── Provided information

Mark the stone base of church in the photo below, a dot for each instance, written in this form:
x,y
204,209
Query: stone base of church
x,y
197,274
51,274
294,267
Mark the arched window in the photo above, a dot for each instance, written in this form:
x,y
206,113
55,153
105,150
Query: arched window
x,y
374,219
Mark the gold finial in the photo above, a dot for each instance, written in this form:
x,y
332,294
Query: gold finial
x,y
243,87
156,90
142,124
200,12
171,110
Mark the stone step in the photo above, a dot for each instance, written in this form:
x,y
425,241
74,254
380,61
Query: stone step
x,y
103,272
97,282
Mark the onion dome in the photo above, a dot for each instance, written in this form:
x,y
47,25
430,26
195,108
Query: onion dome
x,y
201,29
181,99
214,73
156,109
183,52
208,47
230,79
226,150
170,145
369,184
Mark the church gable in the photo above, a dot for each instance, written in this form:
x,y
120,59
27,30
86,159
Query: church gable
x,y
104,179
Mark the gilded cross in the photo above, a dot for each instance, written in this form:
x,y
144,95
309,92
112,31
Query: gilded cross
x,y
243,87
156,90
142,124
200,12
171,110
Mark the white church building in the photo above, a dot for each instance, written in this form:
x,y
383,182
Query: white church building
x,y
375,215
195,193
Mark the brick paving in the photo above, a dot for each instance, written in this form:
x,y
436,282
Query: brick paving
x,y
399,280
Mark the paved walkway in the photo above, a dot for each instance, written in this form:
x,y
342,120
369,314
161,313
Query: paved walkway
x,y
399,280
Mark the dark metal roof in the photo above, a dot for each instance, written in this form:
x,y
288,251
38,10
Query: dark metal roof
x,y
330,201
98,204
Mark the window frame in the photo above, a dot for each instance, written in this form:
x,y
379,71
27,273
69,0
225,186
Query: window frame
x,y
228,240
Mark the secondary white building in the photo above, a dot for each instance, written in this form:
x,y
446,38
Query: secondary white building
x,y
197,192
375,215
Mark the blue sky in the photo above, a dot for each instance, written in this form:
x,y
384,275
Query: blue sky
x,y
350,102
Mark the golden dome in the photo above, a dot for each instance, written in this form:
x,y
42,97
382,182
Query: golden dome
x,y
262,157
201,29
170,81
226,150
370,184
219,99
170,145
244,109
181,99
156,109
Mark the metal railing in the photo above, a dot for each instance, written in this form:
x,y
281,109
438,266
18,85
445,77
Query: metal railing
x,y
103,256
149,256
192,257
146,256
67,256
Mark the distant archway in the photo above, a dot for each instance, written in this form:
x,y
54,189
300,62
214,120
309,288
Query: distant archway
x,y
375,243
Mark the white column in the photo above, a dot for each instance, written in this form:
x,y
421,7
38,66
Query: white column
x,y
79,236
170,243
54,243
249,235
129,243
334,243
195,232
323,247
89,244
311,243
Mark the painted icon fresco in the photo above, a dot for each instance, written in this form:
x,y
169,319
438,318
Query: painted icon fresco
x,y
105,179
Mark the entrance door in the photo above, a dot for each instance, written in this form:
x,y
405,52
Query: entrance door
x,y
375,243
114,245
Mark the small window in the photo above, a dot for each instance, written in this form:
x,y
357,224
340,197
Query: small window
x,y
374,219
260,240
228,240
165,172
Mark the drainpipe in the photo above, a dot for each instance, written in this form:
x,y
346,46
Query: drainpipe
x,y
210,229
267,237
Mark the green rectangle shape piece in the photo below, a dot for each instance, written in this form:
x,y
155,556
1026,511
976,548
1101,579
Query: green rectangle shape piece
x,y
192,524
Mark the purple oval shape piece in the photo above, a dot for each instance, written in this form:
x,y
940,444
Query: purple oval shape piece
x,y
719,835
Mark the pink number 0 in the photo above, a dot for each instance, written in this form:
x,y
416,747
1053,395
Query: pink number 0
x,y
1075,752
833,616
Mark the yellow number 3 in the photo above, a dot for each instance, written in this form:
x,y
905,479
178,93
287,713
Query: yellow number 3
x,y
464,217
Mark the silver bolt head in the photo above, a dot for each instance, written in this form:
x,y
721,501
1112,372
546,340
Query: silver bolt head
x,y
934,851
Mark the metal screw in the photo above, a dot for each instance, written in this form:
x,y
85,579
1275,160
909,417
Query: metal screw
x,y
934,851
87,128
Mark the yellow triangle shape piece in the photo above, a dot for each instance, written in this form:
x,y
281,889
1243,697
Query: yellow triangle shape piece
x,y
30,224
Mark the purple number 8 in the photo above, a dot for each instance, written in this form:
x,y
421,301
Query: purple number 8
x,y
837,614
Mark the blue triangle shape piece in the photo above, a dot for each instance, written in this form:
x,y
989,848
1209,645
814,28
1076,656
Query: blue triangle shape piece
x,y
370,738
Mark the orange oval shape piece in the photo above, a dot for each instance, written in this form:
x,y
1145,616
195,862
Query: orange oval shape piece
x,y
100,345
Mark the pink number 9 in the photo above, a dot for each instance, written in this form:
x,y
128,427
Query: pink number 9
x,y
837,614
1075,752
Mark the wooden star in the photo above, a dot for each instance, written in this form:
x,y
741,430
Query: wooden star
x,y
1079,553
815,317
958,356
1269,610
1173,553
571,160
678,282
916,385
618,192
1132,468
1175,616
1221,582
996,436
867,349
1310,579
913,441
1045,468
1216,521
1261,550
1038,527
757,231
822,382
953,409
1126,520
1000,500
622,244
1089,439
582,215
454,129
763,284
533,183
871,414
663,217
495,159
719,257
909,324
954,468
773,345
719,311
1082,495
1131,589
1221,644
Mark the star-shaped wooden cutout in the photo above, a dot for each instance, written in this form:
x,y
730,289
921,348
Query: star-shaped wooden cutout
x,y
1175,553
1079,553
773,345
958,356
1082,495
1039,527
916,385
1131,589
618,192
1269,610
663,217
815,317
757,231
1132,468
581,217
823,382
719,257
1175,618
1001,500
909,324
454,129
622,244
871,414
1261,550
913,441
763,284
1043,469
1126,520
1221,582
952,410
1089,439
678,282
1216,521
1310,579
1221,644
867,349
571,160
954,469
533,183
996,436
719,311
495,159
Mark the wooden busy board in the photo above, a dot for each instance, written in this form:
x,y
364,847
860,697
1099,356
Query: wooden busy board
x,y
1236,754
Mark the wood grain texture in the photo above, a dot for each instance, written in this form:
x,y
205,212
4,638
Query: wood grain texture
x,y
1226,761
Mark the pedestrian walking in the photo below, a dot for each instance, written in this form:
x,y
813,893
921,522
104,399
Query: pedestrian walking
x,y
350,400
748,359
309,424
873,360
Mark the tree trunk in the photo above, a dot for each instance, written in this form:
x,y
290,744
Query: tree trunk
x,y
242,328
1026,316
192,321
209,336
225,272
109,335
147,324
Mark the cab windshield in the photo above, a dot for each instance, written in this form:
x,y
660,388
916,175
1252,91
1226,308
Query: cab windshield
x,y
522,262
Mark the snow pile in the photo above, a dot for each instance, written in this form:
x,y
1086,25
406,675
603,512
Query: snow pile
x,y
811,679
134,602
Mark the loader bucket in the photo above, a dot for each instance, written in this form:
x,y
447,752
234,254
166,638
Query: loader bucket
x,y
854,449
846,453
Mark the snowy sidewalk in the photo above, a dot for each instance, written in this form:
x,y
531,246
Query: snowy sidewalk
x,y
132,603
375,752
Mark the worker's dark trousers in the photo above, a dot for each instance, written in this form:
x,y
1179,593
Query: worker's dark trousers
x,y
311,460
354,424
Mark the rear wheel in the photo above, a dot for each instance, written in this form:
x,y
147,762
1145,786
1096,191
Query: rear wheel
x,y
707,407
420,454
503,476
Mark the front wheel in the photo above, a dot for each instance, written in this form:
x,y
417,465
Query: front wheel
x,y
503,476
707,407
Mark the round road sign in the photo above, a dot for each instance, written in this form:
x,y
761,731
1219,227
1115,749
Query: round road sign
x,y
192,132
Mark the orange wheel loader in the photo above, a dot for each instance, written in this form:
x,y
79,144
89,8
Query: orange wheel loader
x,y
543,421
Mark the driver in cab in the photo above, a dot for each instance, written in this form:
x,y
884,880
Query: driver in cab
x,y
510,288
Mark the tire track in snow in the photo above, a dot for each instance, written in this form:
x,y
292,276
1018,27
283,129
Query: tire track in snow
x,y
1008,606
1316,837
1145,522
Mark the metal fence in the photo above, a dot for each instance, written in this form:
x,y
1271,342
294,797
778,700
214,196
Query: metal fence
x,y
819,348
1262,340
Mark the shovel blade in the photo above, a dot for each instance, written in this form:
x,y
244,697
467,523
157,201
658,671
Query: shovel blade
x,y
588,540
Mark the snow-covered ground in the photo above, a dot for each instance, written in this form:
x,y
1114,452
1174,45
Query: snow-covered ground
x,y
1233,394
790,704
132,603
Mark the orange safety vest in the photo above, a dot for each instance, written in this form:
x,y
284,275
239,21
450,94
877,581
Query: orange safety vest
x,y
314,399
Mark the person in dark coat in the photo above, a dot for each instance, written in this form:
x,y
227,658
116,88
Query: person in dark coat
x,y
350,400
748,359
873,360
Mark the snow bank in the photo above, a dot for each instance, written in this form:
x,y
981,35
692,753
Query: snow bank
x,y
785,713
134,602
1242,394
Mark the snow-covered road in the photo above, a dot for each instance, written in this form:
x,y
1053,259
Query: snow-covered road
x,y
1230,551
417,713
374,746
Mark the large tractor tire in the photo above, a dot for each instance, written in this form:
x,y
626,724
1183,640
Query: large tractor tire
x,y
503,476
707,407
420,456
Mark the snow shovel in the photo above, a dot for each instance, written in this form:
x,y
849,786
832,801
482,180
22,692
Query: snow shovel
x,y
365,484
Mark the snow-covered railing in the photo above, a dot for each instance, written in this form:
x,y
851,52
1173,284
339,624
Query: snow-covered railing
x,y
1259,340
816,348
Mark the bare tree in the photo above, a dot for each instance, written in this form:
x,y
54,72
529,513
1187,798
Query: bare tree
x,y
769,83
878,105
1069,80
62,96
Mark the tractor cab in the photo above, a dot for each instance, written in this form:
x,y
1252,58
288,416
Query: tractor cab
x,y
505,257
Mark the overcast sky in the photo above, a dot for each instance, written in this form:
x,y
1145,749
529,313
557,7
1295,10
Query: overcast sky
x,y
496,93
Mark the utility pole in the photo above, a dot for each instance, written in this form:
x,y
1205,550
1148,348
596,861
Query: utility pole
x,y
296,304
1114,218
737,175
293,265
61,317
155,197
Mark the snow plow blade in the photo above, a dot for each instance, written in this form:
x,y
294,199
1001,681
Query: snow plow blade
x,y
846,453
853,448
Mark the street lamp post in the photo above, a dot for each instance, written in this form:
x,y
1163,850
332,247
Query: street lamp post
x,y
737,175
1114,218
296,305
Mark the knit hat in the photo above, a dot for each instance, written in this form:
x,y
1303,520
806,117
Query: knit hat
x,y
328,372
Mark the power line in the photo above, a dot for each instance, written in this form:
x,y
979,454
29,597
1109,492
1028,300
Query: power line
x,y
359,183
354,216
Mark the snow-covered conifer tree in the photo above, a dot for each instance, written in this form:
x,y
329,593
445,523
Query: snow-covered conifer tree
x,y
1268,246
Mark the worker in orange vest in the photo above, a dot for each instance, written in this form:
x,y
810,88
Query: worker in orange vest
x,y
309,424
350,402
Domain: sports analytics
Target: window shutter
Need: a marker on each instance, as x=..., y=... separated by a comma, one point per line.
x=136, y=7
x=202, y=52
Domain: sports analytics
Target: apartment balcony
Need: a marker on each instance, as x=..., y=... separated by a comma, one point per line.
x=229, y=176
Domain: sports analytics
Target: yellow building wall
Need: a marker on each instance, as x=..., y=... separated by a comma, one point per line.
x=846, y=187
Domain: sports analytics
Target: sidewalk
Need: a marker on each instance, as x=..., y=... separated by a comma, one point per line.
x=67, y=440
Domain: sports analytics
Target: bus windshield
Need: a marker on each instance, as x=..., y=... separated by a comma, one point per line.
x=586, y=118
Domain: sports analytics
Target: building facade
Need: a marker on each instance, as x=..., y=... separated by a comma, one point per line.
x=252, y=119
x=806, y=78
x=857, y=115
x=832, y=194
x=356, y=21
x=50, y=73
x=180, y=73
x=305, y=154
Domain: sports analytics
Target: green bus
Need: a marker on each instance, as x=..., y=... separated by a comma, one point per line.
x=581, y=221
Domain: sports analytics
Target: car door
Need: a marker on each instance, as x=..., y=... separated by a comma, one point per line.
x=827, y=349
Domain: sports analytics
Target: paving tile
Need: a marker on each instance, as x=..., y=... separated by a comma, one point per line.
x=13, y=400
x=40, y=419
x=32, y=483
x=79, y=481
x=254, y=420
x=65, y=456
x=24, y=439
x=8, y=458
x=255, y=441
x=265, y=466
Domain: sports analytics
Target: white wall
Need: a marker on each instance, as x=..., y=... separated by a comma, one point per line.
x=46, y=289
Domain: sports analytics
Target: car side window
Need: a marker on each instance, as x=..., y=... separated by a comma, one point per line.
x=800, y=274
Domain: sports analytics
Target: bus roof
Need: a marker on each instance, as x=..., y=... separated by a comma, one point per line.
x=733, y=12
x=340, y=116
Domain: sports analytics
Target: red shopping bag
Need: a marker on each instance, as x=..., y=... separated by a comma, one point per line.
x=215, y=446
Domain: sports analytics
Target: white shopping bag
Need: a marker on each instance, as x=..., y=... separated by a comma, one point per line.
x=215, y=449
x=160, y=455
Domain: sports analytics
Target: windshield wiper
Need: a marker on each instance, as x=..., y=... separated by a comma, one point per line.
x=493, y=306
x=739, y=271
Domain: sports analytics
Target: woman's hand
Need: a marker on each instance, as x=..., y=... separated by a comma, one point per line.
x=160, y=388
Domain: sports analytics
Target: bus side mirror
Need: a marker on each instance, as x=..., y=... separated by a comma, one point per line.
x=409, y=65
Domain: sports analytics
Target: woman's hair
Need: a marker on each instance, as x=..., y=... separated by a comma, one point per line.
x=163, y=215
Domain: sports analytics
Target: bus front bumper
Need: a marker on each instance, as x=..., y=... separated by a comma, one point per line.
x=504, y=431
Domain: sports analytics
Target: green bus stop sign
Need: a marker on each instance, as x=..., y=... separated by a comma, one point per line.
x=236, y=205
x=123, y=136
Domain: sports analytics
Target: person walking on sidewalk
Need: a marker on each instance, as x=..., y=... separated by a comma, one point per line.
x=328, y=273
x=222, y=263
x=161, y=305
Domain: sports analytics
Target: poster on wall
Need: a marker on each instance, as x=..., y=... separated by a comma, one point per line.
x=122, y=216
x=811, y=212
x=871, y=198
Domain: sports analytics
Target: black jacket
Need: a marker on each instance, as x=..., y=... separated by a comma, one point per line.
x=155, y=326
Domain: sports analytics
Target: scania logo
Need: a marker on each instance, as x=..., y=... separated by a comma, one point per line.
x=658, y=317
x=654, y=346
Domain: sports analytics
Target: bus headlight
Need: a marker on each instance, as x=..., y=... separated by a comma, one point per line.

────

### [Exercise]
I need each line of the entries that holds the string "shopping" located and copied.

### [Answer section]
Target: red shopping bag
Target: white shopping bag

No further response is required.